TASK DIRECTIONS: Copy the data below, starting at the line that contains "Please place a point on the high-rise" and ending at the last line of the data, with the requests included. Multiply every pin coordinate by 0.75 and round to whole numbers, with halves rounding up. The requests and their sample coordinates stay unchanged.

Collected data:
— Start —

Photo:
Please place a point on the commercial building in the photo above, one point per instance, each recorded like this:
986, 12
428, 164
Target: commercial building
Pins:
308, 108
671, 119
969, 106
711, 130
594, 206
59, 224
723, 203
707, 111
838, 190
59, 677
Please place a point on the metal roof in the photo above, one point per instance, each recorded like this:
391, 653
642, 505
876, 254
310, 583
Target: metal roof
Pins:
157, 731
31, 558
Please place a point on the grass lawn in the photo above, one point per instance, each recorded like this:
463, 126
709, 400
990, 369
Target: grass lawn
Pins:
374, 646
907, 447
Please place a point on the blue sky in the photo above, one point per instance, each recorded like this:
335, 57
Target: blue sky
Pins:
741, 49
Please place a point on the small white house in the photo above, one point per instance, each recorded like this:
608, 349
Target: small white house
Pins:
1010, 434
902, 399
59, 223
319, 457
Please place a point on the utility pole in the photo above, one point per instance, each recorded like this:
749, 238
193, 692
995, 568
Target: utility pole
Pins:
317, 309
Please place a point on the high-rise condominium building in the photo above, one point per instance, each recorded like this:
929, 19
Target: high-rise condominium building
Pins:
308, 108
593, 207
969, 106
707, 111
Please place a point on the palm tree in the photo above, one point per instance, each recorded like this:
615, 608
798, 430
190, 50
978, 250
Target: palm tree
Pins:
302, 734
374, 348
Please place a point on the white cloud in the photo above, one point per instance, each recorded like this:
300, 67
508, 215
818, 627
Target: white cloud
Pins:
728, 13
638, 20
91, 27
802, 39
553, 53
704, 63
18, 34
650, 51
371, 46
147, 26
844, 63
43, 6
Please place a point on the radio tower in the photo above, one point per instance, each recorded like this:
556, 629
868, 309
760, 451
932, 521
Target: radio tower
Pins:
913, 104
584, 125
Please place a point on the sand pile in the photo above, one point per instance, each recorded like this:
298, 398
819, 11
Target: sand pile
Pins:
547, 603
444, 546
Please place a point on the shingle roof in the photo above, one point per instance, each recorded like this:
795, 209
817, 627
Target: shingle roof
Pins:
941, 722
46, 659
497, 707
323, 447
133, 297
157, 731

— End —

WRITTEN SOLUTION:
Please place a point on the high-rise condominium building in the photo above, one point per instance, each recorded like this:
929, 19
Target: high-rise condominium building
Pins:
231, 81
445, 155
727, 80
530, 83
Please place a point on the palm tree in the photo above, one point per instance, each recorded like this:
615, 608
798, 430
190, 50
978, 250
Target: palm tree
Pins:
227, 551
281, 261
Please place a point on the white cloud in the photo above, one point per instance, each recorded like this:
300, 67
508, 215
818, 627
Target: white cloud
Pins:
546, 10
479, 15
68, 20
602, 29
415, 40
528, 47
14, 26
488, 38
278, 35
110, 20
633, 47
32, 5
Please place a point on the radio tower in the photo above, one point per instance, each recorded like this:
556, 629
868, 309
760, 451
932, 521
Target: radio tower
Pins:
685, 78
438, 94
Please place a point on the sand pile in the photo above, one point per instance, each recorded like this:
298, 398
819, 11
Target: sand pile
Pins:
410, 452
333, 410
Please place a point on the shingle roof in the photo above, one point per instance, each recorded like this:
795, 209
817, 627
Target: shingle roof
Pins:
706, 542
35, 494
373, 530
242, 335
100, 223
118, 548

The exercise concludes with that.